'''

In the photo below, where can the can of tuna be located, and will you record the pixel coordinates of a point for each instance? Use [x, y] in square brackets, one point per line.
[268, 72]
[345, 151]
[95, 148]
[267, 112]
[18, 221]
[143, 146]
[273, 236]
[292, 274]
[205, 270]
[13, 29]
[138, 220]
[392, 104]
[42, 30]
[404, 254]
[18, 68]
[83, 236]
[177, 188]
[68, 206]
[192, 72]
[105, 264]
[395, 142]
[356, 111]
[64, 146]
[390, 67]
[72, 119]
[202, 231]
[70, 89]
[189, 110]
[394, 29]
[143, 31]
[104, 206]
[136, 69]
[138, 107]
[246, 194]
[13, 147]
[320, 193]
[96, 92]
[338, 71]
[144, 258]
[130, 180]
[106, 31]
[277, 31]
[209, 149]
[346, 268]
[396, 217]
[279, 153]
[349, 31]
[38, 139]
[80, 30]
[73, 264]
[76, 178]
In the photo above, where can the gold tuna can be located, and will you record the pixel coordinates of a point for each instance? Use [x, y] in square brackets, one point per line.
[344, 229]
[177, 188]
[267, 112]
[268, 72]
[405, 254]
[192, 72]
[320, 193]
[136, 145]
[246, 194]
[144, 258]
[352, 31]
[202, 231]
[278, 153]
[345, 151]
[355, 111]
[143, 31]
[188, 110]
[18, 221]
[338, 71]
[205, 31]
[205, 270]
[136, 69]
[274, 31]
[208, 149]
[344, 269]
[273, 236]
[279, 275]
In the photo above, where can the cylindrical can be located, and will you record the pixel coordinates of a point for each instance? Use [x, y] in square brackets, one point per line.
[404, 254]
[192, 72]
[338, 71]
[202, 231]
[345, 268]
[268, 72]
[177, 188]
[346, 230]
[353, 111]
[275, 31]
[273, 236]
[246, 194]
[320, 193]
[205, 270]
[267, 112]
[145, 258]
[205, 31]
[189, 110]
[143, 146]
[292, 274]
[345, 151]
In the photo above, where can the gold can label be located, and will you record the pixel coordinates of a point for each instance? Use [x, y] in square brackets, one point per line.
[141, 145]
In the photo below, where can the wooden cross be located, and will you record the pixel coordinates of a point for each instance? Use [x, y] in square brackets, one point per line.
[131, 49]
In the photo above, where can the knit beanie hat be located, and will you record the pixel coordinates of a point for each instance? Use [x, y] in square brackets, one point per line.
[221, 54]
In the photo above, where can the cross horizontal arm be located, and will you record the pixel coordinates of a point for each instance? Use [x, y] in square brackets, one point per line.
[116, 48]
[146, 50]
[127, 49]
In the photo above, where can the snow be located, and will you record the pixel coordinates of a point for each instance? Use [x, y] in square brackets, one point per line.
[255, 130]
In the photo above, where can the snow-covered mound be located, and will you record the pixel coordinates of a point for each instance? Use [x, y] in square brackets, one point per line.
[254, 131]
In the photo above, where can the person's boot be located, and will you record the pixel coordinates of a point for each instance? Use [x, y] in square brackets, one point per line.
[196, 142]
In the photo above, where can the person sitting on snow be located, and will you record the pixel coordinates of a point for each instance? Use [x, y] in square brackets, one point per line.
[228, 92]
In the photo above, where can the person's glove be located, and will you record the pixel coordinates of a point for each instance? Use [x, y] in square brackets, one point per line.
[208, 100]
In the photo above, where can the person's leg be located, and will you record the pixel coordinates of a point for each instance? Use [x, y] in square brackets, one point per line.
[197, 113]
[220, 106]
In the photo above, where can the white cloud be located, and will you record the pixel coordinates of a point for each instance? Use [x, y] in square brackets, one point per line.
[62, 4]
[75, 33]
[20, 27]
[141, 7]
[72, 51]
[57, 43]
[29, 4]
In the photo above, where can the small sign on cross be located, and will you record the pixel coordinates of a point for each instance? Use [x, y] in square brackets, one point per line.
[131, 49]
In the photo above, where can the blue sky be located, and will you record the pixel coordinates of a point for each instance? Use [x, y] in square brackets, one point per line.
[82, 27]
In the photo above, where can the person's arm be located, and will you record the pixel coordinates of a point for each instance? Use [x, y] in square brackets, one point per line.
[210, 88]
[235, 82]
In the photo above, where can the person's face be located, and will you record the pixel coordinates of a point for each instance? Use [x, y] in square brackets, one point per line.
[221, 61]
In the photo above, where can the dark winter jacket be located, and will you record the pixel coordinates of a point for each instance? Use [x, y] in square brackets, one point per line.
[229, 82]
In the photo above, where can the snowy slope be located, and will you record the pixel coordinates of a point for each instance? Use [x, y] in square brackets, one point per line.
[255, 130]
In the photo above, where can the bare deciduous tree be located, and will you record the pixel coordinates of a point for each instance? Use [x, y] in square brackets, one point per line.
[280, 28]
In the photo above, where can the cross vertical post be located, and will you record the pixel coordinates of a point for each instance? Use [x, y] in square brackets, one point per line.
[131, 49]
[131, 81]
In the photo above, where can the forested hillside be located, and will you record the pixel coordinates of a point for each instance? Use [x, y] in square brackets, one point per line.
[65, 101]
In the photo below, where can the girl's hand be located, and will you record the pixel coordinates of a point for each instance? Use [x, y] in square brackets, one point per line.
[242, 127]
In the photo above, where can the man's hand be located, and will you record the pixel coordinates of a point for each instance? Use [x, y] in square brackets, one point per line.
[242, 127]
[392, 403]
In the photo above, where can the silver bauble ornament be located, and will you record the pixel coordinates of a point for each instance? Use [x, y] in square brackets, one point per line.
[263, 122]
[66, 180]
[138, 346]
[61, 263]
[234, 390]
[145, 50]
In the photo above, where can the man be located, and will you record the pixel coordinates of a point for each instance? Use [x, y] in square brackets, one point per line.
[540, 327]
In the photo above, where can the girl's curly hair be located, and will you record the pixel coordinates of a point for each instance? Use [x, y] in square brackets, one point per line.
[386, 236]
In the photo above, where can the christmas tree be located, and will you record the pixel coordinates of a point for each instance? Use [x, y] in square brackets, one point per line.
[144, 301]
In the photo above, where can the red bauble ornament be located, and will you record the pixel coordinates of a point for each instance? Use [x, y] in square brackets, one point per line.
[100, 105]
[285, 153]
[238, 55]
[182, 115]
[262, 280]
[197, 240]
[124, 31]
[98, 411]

'''

- Prompt -
Could you reproduce every line of the listing exactly?

- The answer -
In the photo below, where can the can of tuna be located, and will you record the pixel coordinates of a point for each instance? Use [x, y] in square brackets, one point per line.
[268, 72]
[345, 151]
[95, 148]
[267, 112]
[18, 221]
[143, 146]
[273, 236]
[292, 274]
[205, 270]
[13, 29]
[138, 220]
[392, 104]
[42, 30]
[404, 254]
[18, 68]
[83, 236]
[177, 188]
[68, 206]
[192, 72]
[105, 264]
[395, 142]
[356, 111]
[64, 146]
[390, 67]
[72, 119]
[202, 231]
[70, 89]
[189, 110]
[394, 29]
[143, 31]
[104, 206]
[136, 69]
[138, 107]
[246, 194]
[13, 147]
[320, 193]
[96, 92]
[338, 71]
[144, 258]
[130, 180]
[106, 31]
[277, 31]
[209, 149]
[346, 268]
[396, 217]
[279, 153]
[349, 31]
[38, 139]
[80, 30]
[73, 264]
[76, 178]
In the photo above, where can the gold tuna can be located, and will you record the pixel coordinates of a point for each instance? Use [x, y] in square brackets, one point per line.
[344, 229]
[177, 188]
[267, 112]
[268, 72]
[405, 254]
[192, 72]
[320, 193]
[136, 145]
[246, 194]
[144, 258]
[352, 31]
[202, 231]
[278, 153]
[345, 151]
[355, 111]
[143, 31]
[188, 110]
[18, 221]
[338, 71]
[205, 31]
[205, 270]
[136, 69]
[274, 31]
[208, 149]
[344, 269]
[273, 236]
[279, 275]
In the photo above, where can the cylindrical can be located, and will you record the pixel coordinates of a point for each instance? Use [x, y] in square brackets, one point per line.
[404, 254]
[192, 72]
[338, 71]
[202, 231]
[345, 268]
[268, 72]
[177, 188]
[346, 230]
[353, 111]
[275, 31]
[273, 236]
[246, 194]
[320, 193]
[205, 270]
[267, 112]
[145, 258]
[205, 31]
[189, 110]
[143, 146]
[292, 274]
[345, 151]
In the photo above, where can the gold can label be located, and will you record the pixel coordinates of a point for each instance? Use [x, y] in square brackets, one point per line.
[141, 145]
In the photo below, where can the wooden cross be located, and will you record the pixel coordinates of a point for each instance? Use [x, y] in square brackets, one point per line.
[131, 49]
In the photo above, where can the knit beanie hat be located, and will you record the pixel coordinates of a point for each instance? Use [x, y] in square brackets, one point per line.
[221, 54]
In the photo above, where can the cross horizontal arm be located, and will you record the pixel coordinates of a point for each instance? Use [x, y] in square brackets, one point per line.
[116, 48]
[146, 50]
[127, 49]
In the photo above, where can the snow be located, and will you record the pixel coordinates of a point for each instance? Use [x, y] in square brackets, one point per line.
[255, 130]
In the photo above, where can the snow-covered mound be located, and will you record the pixel coordinates of a point for each instance? Use [x, y] in square brackets, one point per line.
[254, 131]
In the photo above, where can the person's boot be located, and will you record the pixel coordinates of a point for each instance? Use [x, y] in square brackets, one point per line.
[196, 142]
In the photo above, where can the person sitting on snow be located, and will you record the pixel coordinates of a point for each instance? Use [x, y] in square brackets, one point per line.
[228, 92]
In the photo above, where can the person's glove be located, and will you record the pixel coordinates of a point for each instance? Use [x, y] in square brackets, one point per line.
[208, 100]
In the photo above, where can the person's leg be located, and will you record the pixel coordinates of a point for each instance? Use [x, y] in square brackets, one point per line.
[197, 113]
[220, 106]
In the photo above, where can the white cloud be located, and will you record the pixel coordinates of a point for each instance? Use [x, y] in square brackets, one point per line.
[62, 4]
[75, 33]
[20, 27]
[141, 7]
[72, 51]
[57, 43]
[29, 4]
In the photo above, where can the small sign on cross be located, and will you record the pixel coordinates of a point for each instance? Use [x, y] in square brackets, one point per line.
[131, 49]
In the photo above, where can the blue sky be located, and will you record the pixel coordinates of a point for each instance? Use [x, y] in square brackets, one point per line.
[82, 27]
In the photo above, where can the person's arm be located, and will you record the pixel coordinates of a point for each instance? Use [x, y] in square brackets, one point per line.
[210, 88]
[235, 82]
In the photo above, where can the person's face be located, and will you record the pixel coordinates of a point for each instance? Use [x, y] in square brackets, one point per line.
[221, 61]
In the photo above, where can the dark winter jacket be located, and will you record the pixel coordinates of a point for each instance? Use [x, y] in square brackets, one point per line.
[229, 82]
In the photo above, where can the snowy slope be located, and will you record the pixel coordinates of a point for each instance? Use [x, y] in square brackets, one point per line.
[255, 130]
In the photo above, where can the bare deciduous tree be located, and will you record the pixel coordinates of a point for each instance? Use [x, y] in square brackets, one point per line.
[280, 28]
In the photo above, where can the cross vertical post be located, and will you record the pixel coordinates of a point for each instance? Use [x, y] in square brackets, one point per line.
[131, 49]
[131, 81]
In the photo above, where can the forested hillside be located, and will you record the pixel coordinates of a point for each instance? Use [x, y] in square brackets, one point per line.
[65, 101]
In the photo below, where can the girl's hand be located, and will you record the pixel coordinates of a point for each instance? Use [x, y] in square brackets, one point per line.
[242, 127]
In the photo above, where can the man's hand be located, and will you record the pixel coordinates of a point for each instance? Use [x, y] in square brackets, one point per line.
[242, 127]
[392, 403]
In the photo above, where can the silver bauble ornament be located, and will you record the pixel coordinates of a point for each instance? Use [x, y] in square brackets, one point per line.
[263, 122]
[66, 180]
[138, 346]
[61, 263]
[234, 390]
[145, 50]
In the photo above, where can the man be located, and will you record the pixel coordinates of a point for each instance? Use [x, y] in square brackets, one point per line.
[540, 327]
In the photo above, where can the girl's curly hair be located, and will you record the pixel coordinates of a point for each instance? Use [x, y] in square brackets, one point per line.
[386, 236]
In the photo above, where can the christmas tree be located, and will you record the pixel coordinates of a point for each instance? Use [x, y] in square brackets, one point per line.
[144, 301]
In the photo above, where can the red bauble ornament be located, and will you record the pixel coordinates of a point for each instance? Use [x, y] in square brackets, one point per line.
[100, 105]
[285, 153]
[238, 55]
[182, 115]
[262, 280]
[197, 240]
[124, 31]
[98, 411]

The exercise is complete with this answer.